## EXERCISE GOAL
What you produce should match the records below precisely, except that images are removed.

(Photo-based referring expression data)
Content starts

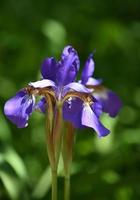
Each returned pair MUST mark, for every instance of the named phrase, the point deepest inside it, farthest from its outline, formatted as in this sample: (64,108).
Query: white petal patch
(43,83)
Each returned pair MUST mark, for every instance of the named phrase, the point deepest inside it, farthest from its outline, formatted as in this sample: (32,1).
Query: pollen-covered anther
(88,101)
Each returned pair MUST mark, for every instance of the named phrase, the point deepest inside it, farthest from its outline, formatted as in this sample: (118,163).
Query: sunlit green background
(31,30)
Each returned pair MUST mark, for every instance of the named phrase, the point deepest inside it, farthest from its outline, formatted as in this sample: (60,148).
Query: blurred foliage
(30,30)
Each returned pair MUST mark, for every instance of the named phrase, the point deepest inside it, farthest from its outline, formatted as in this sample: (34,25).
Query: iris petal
(89,119)
(49,69)
(111,103)
(41,105)
(72,111)
(43,83)
(87,70)
(68,66)
(78,87)
(93,81)
(19,108)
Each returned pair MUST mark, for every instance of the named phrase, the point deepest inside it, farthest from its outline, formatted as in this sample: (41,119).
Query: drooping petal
(89,119)
(41,105)
(68,66)
(72,111)
(97,108)
(49,69)
(111,103)
(78,87)
(42,84)
(19,108)
(88,70)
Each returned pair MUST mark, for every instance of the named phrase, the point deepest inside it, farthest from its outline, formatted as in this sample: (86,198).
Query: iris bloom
(82,102)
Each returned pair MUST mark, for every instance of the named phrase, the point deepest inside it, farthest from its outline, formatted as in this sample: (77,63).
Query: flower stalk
(68,142)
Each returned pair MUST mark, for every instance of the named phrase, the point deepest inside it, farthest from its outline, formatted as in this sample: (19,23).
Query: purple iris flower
(58,76)
(82,104)
(19,108)
(110,102)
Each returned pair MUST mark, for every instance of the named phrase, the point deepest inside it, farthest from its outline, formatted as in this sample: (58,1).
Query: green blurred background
(31,30)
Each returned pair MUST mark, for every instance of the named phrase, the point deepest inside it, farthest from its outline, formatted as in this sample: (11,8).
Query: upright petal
(89,119)
(19,108)
(68,66)
(93,81)
(43,83)
(72,111)
(111,103)
(49,69)
(41,105)
(87,70)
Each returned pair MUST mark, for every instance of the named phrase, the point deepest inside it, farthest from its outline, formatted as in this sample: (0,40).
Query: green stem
(68,141)
(54,184)
(67,187)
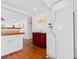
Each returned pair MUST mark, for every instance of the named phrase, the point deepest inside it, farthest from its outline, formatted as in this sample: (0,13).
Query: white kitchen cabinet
(11,43)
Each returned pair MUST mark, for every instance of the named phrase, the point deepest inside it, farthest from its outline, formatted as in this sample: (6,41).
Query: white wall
(40,22)
(12,17)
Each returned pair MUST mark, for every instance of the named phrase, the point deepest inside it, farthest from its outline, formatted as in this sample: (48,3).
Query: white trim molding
(15,9)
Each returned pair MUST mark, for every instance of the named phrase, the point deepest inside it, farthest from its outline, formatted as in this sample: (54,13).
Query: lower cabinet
(11,44)
(39,39)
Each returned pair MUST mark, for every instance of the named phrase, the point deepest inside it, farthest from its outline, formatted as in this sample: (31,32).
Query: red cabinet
(39,39)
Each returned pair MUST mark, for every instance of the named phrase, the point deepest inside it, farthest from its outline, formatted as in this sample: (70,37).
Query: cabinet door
(64,33)
(15,43)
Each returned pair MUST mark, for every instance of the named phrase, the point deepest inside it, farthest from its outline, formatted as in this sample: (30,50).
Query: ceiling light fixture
(35,8)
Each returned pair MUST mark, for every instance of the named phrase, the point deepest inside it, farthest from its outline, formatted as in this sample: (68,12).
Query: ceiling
(30,6)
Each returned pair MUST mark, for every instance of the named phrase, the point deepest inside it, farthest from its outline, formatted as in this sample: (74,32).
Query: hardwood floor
(29,52)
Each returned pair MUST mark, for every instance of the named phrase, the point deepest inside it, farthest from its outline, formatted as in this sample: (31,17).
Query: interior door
(64,34)
(51,36)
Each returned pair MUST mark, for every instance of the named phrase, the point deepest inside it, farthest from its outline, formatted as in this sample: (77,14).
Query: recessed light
(35,8)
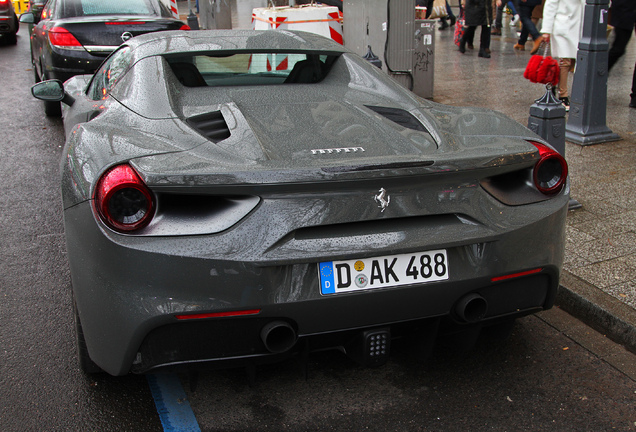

Content ends

## WRITTEN RESPONSE
Each returned pair MUST mark, for every instance of the named phrase, the point deepest inside it, farthest from its outline, formatted as in this sample: (64,108).
Query: white petal patch
(43,83)
Each returned pair MUST mark, for every instance of the named phrase, the point deepest inside it, farthest from its outline, formatted as in this sample: (32,1).
Query: pollen-covered anther
(88,101)
Each returned pair MUST mark, for every instance of the named phrase, the point deepest inside it, farthest from its outline, formatted as in this sample: (118,163).
Query: sunlit green background
(31,30)
Each returned pair MUST mark, for every instance of the named phrase, the point deepest inside it, farthest from its outline, formatted as in this sample: (60,148).
Query: blurred foliage
(30,30)
Each returned pair MUST mark, for every instance of the named phrase, the point deepest inside it, farthest from its outline, formatted as in this sample: (34,25).
Query: iris petal
(89,119)
(49,69)
(111,103)
(41,105)
(72,111)
(43,83)
(87,70)
(68,66)
(78,87)
(93,81)
(19,108)
Each returned pair MUST mark, for every instance of the named phrase, the point deepest inside it, farthest from its outline, formatted as in this sample: (41,119).
Query: drooping petal
(89,119)
(41,105)
(68,66)
(72,111)
(97,108)
(49,69)
(111,103)
(78,87)
(42,84)
(19,108)
(88,70)
Each returned pair MUST mark, for every instance of the named phrase, the point deepest inside it, farthest from its outline, formatted as in this sample: (86,198).
Query: iris bloom
(82,102)
Each returned pair MUST mark, for every instance of the named phrase, the point deepest inside it, farthest from its outline, formatted as in this sample: (77,63).
Query: flower stalk
(68,142)
Each returned pair MUST mark, for every instance of the named phrase, the point deepest inside it, farthest from its outline, formatted as in this sample: (19,23).
Query: purple iris flower
(58,76)
(82,104)
(19,108)
(110,102)
Each returned pair MUST mark, for every instance of the named phrase, the point deepest inside it, farthest from its outline, formatted as in this sample: (58,1).
Query: green blurred background
(31,30)
Each returned pair MUST mark, for every instance of the named phrase, the point deepest inside it, farthest from its outline, formatted as in this sample: (11,8).
Query: upright petal
(89,119)
(19,108)
(68,66)
(93,81)
(43,83)
(72,111)
(111,103)
(49,69)
(41,105)
(87,70)
Each returned pair MUST mark, for every instance of the named phrase, the point deepest inside it, farthest from its outline, formatted as in this sample: (0,40).
Query: green stem
(68,141)
(54,184)
(67,187)
Each returned pair MUST mark, for every instance of the named phrase, the point deepest inside it, farthest from its outline, formatted as in this sample: (0,13).
Query: white kitchen cabinet
(11,43)
Each returned pair MUST mark, for every instance of the named phrase, the point deepest inside it, farthest from its outline, formatted as in this sample: (6,41).
Query: white wall
(40,22)
(12,17)
Each returned pair MUST mark, for every instance of the named phrase, the point deepest inside it, farthest from its outline, formatted as in this sample: (48,3).
Query: white trim molding
(15,9)
Each returned pair MUST mark, for every instance of the named phrase, the point deepest inside it, farthest from its outline, formatted as in this sample: (54,13).
Query: lower cabinet
(11,44)
(39,39)
Each returned pair MUST mark, for every instance of the named phrase, the point deepest inside it, farthest from its outline, formatted as in this sample: (31,32).
Query: red cabinet
(39,39)
Each returned pair MUST mark, for every instance of the named phrase, the point deepest inside it, farthest from its outline, formatted as in this sample: (70,37).
Query: cabinet door
(64,33)
(15,43)
Each returned pair MUST mark, for every instance of the named phrase, the point deepest inside it, farthest from its outline, formatted as in this sample: (30,50).
Query: ceiling light fixture
(35,8)
Each returned pair MUST mark, for every instance of the named phrase, the point deepest inside it, farthest from its outline, formatted as in this sample: (68,12).
Query: ceiling
(30,6)
Each returned pair MUST mark, for every instance of the named phrase, the point deepest inside it, farthest from its outline, formatted as in this sample: (74,32).
Query: hardwood floor
(29,52)
Each returned pair MUST mark, for every instance of the named phrase, the point deepest inside it, farthest from its outline, formatted as in this sample: (31,17).
Query: interior door
(64,34)
(51,36)
Each returned pair MUST mark, for every instance of the named phrase, the point deepest inside it, farthest from its outline, formatted as in this sample: (77,14).
Query: recessed light
(35,8)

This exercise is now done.